▶ [Set tasks]
1. In the post on AI big wins, what growth results, according to Hanson, if C is concave in its third argument?
2. Copy the post on AI big wins word for word, from "You can't apply" up to and including "intelligence and optimization.".

▶ [Given passage]
↓

Re: AI big wins

Eliezer S. Yudkowsky (
Fri, 25 Sep 1998 16:39:49 -0500

Robin Hanson wrote:
> Eliezer S. Yudkowsky writes:
> >> Mere mention of the work "feedback" is not sufficient to argue for a sudden
> >> and sustained acceleration in growth rates, which is what you seem to claim.
> >
> >I didn't just "mention" it; I talked about the behavior of the sum of the
> >series of I'1 = C(O, P, I), I'2 = C(P, O, I + I'1), I'3 = C(P, O, I + I'1 +
> >I'2), etc. I don't see any realistic way to get steady progress from this
> >model. Flat, yes, jumps, yes, but not a constant derivative.
> You just keep repeating your claim about the behavior of the sum, without
> elaborating why one thing is more "realistic" than another. If C is concave
> in its third argument, you get subexponential growth. If C is convex instead,
> you get superexponential growth (which may still be very slow for a long time).
> And lots of functions are neither concave nor convex. Why is a strongly
> convex C more realistic?

You can't apply the same optimization trick over and over again; that's like the old joke about compressing Usenet down to one byte with lossless compression. If optimization yields a small jump, then the next increment of optimization is likely to be zero, since much the same method is being used. If optimization yields a big jump, one that translates into a substantial amount of power freed up for intelligence, the AI is likely to redesign itself in a fairly major way - from 1.1 to 2.0, or at least 1.0 to 1.1. Major repartitioning of the computational modules, and whatnot, which in turn is likely to lead to a large jump in intelligence and optimization.

↑

▶ [Supplied data]

↓

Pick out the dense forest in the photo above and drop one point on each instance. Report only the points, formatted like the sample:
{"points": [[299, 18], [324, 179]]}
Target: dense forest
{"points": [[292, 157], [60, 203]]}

↑

▶ [Responses]
1. Subexponential growth.

2.
You can't apply the same optimization trick over and over again; that's like the old joke about compressing Usenet down to one byte with lossless compression. If optimization yields a small jump, then the next increment of optimization is likely to be zero, since much the same method is being used. If optimization yields a big jump, one that translates into a substantial amount of power freed up for intelligence, the AI is likely to redesign itself in a fairly major way - from 1.1 to 2.0, or at least 1.0 to 1.1. Major repartitioning of the computational modules, and whatnot, which in turn is likely to lead to a large jump in intelligence and optimization.